INFORMATION GIVEN below:
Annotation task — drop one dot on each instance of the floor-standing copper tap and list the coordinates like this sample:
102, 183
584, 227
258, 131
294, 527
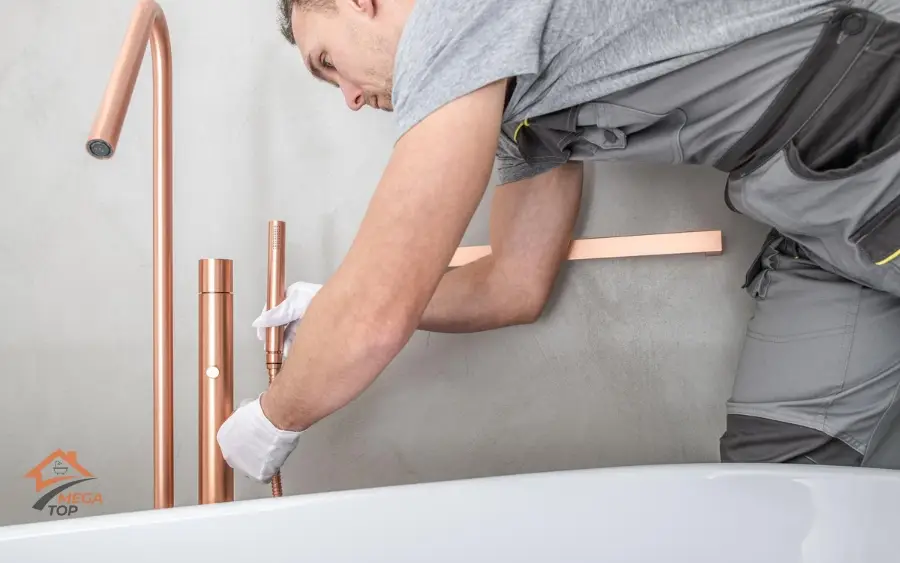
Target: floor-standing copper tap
148, 23
216, 376
275, 295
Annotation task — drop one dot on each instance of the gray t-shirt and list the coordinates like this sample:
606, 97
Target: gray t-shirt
565, 52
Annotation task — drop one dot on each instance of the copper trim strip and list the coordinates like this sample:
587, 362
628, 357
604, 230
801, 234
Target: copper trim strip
699, 242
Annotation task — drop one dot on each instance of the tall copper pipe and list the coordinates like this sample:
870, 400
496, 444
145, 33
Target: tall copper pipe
148, 23
274, 296
216, 376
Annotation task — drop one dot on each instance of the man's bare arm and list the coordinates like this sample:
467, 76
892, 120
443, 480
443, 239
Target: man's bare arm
530, 232
366, 313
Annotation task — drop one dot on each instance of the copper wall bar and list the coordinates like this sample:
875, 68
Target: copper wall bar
148, 23
216, 376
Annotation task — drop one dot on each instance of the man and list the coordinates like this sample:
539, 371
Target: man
796, 99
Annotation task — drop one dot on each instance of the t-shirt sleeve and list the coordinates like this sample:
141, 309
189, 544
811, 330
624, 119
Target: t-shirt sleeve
450, 48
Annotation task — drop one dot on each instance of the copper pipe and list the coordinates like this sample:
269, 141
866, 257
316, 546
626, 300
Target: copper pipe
148, 23
274, 296
216, 376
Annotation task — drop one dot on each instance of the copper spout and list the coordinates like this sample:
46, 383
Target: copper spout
275, 295
148, 23
216, 376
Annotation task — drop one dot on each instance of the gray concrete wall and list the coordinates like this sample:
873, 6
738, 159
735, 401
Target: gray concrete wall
630, 365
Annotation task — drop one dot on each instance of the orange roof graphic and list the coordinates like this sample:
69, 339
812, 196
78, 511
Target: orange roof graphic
37, 472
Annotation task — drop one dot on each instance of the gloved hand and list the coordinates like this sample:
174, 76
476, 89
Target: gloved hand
289, 312
251, 444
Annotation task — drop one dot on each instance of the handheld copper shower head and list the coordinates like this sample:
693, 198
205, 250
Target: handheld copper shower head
275, 295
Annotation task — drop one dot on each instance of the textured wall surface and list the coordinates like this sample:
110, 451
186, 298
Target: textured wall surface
631, 363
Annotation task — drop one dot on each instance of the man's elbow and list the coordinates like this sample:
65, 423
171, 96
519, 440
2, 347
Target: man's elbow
526, 304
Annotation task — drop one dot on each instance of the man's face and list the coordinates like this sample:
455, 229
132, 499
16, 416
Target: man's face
350, 48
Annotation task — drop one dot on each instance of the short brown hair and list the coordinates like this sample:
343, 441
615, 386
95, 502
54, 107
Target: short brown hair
286, 6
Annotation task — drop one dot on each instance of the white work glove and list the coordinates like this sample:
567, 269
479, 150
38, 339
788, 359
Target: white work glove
253, 445
289, 312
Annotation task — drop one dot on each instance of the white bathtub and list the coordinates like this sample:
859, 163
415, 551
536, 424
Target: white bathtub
680, 514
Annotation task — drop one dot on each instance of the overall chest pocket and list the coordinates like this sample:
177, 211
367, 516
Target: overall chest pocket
858, 126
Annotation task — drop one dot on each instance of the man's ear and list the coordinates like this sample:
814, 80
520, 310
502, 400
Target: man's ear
366, 7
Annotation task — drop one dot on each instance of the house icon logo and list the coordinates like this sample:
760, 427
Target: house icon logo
54, 475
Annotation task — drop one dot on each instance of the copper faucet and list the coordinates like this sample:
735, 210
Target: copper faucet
148, 23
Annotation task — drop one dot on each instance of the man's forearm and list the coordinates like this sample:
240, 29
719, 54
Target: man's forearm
475, 298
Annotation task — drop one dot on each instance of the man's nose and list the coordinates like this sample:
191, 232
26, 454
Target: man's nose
353, 95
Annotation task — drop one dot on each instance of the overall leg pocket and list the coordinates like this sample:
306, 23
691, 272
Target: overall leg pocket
797, 345
879, 237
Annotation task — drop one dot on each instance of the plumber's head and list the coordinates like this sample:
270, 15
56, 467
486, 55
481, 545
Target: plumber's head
349, 43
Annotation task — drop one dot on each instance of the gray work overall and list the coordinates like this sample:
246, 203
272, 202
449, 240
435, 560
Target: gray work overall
806, 122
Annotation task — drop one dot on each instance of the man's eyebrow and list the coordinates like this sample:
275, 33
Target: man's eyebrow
316, 72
End of INFORMATION GIVEN.
WORK INSTRUCTION ::
Return the records above exactly as written. Do not include their images.

SOLUTION TO THE EXERCISE ::
Annotation task — drop one dot on each instance of the floor-standing copper tap and list the coordinates like this sample:
102, 183
584, 227
258, 131
294, 527
Target: floor-standing copper tap
148, 23
216, 376
275, 295
Annotation task — drop one dot on each instance of the gray t-shirt and list the coordinates like this sample:
606, 97
Target: gray t-shirt
565, 52
Annotation task — drop one dot on each instance of the copper trim strip and list the coordinates like this sample:
587, 362
628, 357
604, 230
801, 234
Target: copper trim strip
699, 242
Annotation task — drop one dot on each instance of the tall copper pipe and list the coordinates like this sample:
870, 400
496, 444
145, 33
Target: tall copper pipe
148, 23
274, 296
216, 376
Annotation task — drop one dot on each instance of the man's bare arm and list the coordinates like this sample:
467, 76
892, 120
443, 480
443, 239
Target: man's bare arm
530, 232
366, 313
Annotation task — drop one dot on each instance of the copper wall bar and list the coordinates like this sample:
875, 68
Target: copper wall bar
148, 23
216, 376
Annotation task — drop one dot on each instance of the man and list the coordinates like this sample:
539, 371
Target: man
796, 99
Annotation task — drop one dot on each instance of the t-shirt sleeve and list the coordinates like this sample:
141, 309
189, 544
811, 330
624, 119
Target: t-shirt sleeve
450, 48
Annotation task — drop one dot on each instance of the copper pipe and list the coordinates like this sample:
269, 141
866, 257
316, 546
626, 300
Target: copper pipe
148, 23
274, 296
216, 376
Annotation task — drop one dot on each instance of the copper spout and list the coordinates like this sample:
46, 383
Target: copper spout
275, 295
148, 23
216, 376
Annotation task — drop one dot on each instance of the gray concrete wall and list the coordinates like this sample:
873, 6
738, 159
735, 401
Target: gray concrete wall
630, 365
Annotation task — drop one dot on each instance of the orange roof graphic and list the coordinates like this sample:
69, 339
812, 196
78, 511
Target: orange roof graphic
37, 472
Annotation task — drop one dot on each instance of the gloved hand and list the coordinates like this sample:
174, 76
476, 89
Target: gloved hand
289, 312
251, 444
Annotation task — drop one dot on each instance of the handheld copper shower head and list the coordinates like this sample:
693, 198
205, 250
Target: handheld copper shower head
275, 295
Annotation task — drop one dot on each instance of the textured wall surface and list the coordinates like this sample:
110, 451
186, 298
Target: textured wall surface
631, 363
Annotation task — drop one dot on each instance of the man's elbow and list the coordinates like this sample:
65, 423
171, 96
519, 440
2, 347
Target: man's elbow
526, 304
Annotation task — drop one dot on each instance of the man's face and list the coordinates like this sample:
455, 229
132, 499
16, 416
Target: man's face
350, 48
Annotation task — drop one dot on each instance of the short brown hair and list the coordinates like this sample:
343, 441
615, 386
95, 502
54, 107
Target: short brown hair
286, 6
Annotation task — drop one dot on each instance of the white work glove and list the coordinates like this sample:
567, 269
479, 150
38, 339
788, 359
Target: white work glove
253, 445
289, 312
Annotation task — drop one dot on each instance of the white bathtub and list the coordinates like this sample:
859, 163
415, 551
536, 424
Target: white bathtub
680, 514
Annotation task — drop one dot on each instance of the overall chest pocket and list the coordinates like this sample:
177, 211
367, 516
Target: overall chest pocket
858, 126
Annotation task — drop one dot on each instance of the man's ear and list the coordinates like this sample:
814, 80
520, 310
502, 400
Target: man's ear
366, 7
Annotation task — drop one dot on each instance of the house icon logo and list the coordinates like this sample:
760, 427
Target: house icon logo
54, 475
Annotation task — drop one dot on each instance of the copper faucet and list the coordinates like this sample:
735, 210
Target: copper faucet
148, 23
Annotation task — drop one dot on each instance of the man's forearm and list the coordinates like this sample:
240, 29
719, 54
Target: man's forearm
475, 298
Annotation task — drop one dot on each instance of the man's nose and list the coordinates like this sample:
191, 232
26, 454
Target: man's nose
353, 95
Annotation task — drop one dot on each instance of the overall leg pocket and list the coordinates like this sample:
306, 23
691, 272
Target: overall leg pocket
797, 345
879, 237
Annotation task — drop one dot on each instance of the plumber's head and list the coordinates like this sample:
270, 15
56, 467
486, 55
481, 545
Target: plumber's head
349, 43
Annotation task — drop one dot on each instance of the gray work overall and list the coordinates like this sample:
246, 203
272, 202
449, 240
435, 560
Target: gray work overall
806, 122
Annotation task — drop one dot on each instance of the man's eyebrow and list the coordinates like this sample:
275, 33
Target: man's eyebrow
316, 72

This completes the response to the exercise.